◆ DIRECTIONS FOR THIS TASK: In the sequencer playback excerpt, what range of values can a scheduled pitch bend event take?

Start of EXCERPT PROVIDED

This will schedule a MIDI pitch bend event. The value can be from -1.0 to 1.0. Note that the value is NOT the number of semitones. The sound font defines how many semitones the bend range is. For example, in an SFZ, you can use the "bend_down" and "bend_up" opcodes to define how many cents the pitch will be changed when the bend value is set to -1.0 and 1.0, respectively.

Control playback

sequence.play();

sequence.pause();

sequence.stop();

Start, pause, or stop the sequence.

sequence.setBeat(double beat);

Set the playback position in the sequence, in beats.

sequence.setEndBeat(double beat);

Set the length of the sequence in beats.

sequence.setTempo(120.0);

Set the tempo in beats per minute.

sequence.setLoop(double loopStartBeat, double loopEndBeat);

Enable looping.

sequence.unsetLoop();

Disable looping.

Get real-time information about the sequence

You can use SingleTickerProviderStateMixin to make these calls on every frame.

sequence.getPosition(); // double

Gets the playback position of the sequence, in beats.

sequence.getIsPlaying(); // bool

Gets whether or not the sequence is playing. It may have stopped if it reached the end.

track.getVolume();

Gets the volume of a track. A VolumeEvent may have changed it during playback.

Real-time playback

track.startNoteNow(noteNumber: 60, velocity: 0.75);

Send a MIDI Note On message to the track immediately.

track.stopNoteNow(noteNumber: 60);

Send a MIDI Note Off message to the track immediately.

track.changeVolumeNow(volume: 0.5);

Change the track's volume immediately. Note that this is linear gain, not logarithmic.

How it works

The Android and iOS backends start their respective audio engines. The iOS one adds an AudioUnit for each track to an AVAudioEngine and connects it to a Mixer AudioUnit. The Android one has to do all of the rendering manually. Both of them share a "BaseScheduler", which can be found under the ios directory.

End of EXCERPT PROVIDED
Start of RECORD EXCERPTS

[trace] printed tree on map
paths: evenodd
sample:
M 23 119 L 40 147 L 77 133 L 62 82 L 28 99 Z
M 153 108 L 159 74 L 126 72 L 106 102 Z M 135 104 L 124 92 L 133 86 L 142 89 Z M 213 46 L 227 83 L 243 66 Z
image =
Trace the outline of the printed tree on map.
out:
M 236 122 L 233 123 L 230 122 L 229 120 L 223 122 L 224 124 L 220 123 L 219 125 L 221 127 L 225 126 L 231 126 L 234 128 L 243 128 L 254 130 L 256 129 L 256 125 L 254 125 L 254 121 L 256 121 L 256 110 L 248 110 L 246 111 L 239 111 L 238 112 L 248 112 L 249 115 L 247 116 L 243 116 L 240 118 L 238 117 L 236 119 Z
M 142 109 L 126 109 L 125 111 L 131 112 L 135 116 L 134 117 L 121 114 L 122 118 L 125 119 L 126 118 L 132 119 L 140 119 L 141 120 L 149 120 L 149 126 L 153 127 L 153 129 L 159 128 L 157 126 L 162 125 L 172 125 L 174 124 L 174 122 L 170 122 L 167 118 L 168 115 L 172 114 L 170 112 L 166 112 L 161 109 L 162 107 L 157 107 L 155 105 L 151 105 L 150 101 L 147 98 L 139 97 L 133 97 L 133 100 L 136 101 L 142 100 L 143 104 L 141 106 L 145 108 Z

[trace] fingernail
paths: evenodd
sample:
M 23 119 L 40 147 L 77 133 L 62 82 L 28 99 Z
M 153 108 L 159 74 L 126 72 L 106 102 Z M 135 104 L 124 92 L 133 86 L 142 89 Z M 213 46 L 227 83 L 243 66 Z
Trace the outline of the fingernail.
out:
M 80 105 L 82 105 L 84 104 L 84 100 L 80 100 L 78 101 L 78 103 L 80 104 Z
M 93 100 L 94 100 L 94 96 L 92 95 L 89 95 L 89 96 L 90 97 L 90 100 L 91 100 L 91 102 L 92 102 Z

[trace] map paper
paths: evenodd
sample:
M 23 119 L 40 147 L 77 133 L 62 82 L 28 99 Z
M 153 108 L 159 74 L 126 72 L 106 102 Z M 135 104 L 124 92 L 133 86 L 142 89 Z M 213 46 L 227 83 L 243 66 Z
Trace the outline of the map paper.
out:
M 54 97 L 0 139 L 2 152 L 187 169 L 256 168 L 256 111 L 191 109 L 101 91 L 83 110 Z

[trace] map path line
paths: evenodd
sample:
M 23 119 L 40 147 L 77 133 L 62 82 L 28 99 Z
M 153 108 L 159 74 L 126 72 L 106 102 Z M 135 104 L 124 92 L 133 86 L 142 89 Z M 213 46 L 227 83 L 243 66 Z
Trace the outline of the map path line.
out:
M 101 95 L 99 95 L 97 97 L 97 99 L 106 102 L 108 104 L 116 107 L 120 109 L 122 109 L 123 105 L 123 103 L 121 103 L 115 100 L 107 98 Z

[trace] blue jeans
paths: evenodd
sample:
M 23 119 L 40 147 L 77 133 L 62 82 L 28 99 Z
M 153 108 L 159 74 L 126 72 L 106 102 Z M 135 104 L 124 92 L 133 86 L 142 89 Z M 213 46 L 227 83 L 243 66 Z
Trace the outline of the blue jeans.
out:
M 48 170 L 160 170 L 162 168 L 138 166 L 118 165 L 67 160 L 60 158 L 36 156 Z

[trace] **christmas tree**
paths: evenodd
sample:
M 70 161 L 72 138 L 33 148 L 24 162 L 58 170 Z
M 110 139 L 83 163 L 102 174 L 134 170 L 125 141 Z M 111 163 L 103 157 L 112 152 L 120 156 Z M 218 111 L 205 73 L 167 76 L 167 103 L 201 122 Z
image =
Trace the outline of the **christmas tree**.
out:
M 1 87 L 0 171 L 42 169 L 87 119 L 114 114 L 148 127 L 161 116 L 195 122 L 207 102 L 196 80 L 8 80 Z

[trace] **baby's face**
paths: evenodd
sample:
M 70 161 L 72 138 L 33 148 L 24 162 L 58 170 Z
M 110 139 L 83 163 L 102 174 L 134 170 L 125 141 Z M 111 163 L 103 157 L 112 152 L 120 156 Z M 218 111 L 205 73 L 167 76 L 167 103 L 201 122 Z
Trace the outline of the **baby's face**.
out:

End of RECORD EXCERPTS

◆ RESPONSE TO THIS TASK: From -1.0 to 1.0.